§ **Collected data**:

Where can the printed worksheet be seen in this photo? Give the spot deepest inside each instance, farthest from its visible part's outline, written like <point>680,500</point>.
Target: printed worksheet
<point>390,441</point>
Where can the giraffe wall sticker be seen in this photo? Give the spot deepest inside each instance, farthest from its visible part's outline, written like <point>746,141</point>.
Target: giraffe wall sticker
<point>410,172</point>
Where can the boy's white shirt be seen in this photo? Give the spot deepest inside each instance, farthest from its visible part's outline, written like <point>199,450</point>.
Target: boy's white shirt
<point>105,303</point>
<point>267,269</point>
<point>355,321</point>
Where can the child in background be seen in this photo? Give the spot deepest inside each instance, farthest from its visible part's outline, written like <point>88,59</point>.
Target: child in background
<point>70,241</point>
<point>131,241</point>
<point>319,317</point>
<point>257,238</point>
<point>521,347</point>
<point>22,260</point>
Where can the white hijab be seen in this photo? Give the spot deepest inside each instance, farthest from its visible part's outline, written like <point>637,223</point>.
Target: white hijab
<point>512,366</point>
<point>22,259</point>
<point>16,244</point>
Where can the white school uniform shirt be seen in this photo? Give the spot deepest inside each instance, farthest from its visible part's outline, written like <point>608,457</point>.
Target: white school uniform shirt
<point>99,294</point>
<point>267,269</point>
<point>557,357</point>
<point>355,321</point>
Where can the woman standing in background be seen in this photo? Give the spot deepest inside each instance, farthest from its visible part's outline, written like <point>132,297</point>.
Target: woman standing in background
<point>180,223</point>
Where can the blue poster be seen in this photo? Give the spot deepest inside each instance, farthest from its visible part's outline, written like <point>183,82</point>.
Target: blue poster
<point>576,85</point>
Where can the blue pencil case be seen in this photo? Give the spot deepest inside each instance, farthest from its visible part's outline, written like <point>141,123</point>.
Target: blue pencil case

§ **Your goal**:
Rewrite all the lines above, replacing "white hijab" with "white headscarf" and leaving everything else unchanged.

§ **Task answer**:
Where can the printed worksheet be seen in this photo? Give the spot deepest inside each instance, farthest from its visible part's outline, written like <point>680,500</point>.
Target: printed worksheet
<point>390,441</point>
Where can the giraffe wall sticker be seen in this photo? Give the spot deepest inside each instance, farthest from its visible part's outline, written like <point>746,141</point>.
Target: giraffe wall sticker
<point>410,172</point>
Where can the boy's white shirt be seen in this photo? Give the spot deepest inside each instance, farthest from its visible part's outline, written like <point>199,450</point>.
Target: boy's white shirt
<point>105,303</point>
<point>267,269</point>
<point>355,321</point>
Where can the child in background be seen in this photo? Give the spot deepest inside each instance, farthest from its visible part's outline, written like <point>88,59</point>.
Target: child in background
<point>70,241</point>
<point>131,241</point>
<point>319,317</point>
<point>257,238</point>
<point>521,347</point>
<point>22,260</point>
Where can the white headscarf be seen in this photo? Give the spot deepest inside each instance, farthest from its visible part's outline, written like <point>637,223</point>.
Target: white headscarf
<point>512,366</point>
<point>22,259</point>
<point>16,244</point>
Where can the white school uniform shirt be seen in this photo? Give the spot deepest inside each instance, farthest from its visible part's outline, written like <point>608,457</point>.
Target: white school uniform shirt
<point>99,294</point>
<point>267,269</point>
<point>557,357</point>
<point>355,321</point>
Where can the woman standing in background be seen in this photo? Give the spot deepest inside each instance, farthest from its visible part's outline, written like <point>132,297</point>.
Target: woman standing in background
<point>180,223</point>
Where can the blue poster be seen in this photo? Give the spot deepest inside each instance, farthest from its visible part's outline, written like <point>183,82</point>.
Target: blue poster
<point>576,85</point>
Where can the blue pencil case be seen in this photo? Give the spot deepest inside each instance, farthest from its visible part's outline, written like <point>141,123</point>.
Target: blue pencil case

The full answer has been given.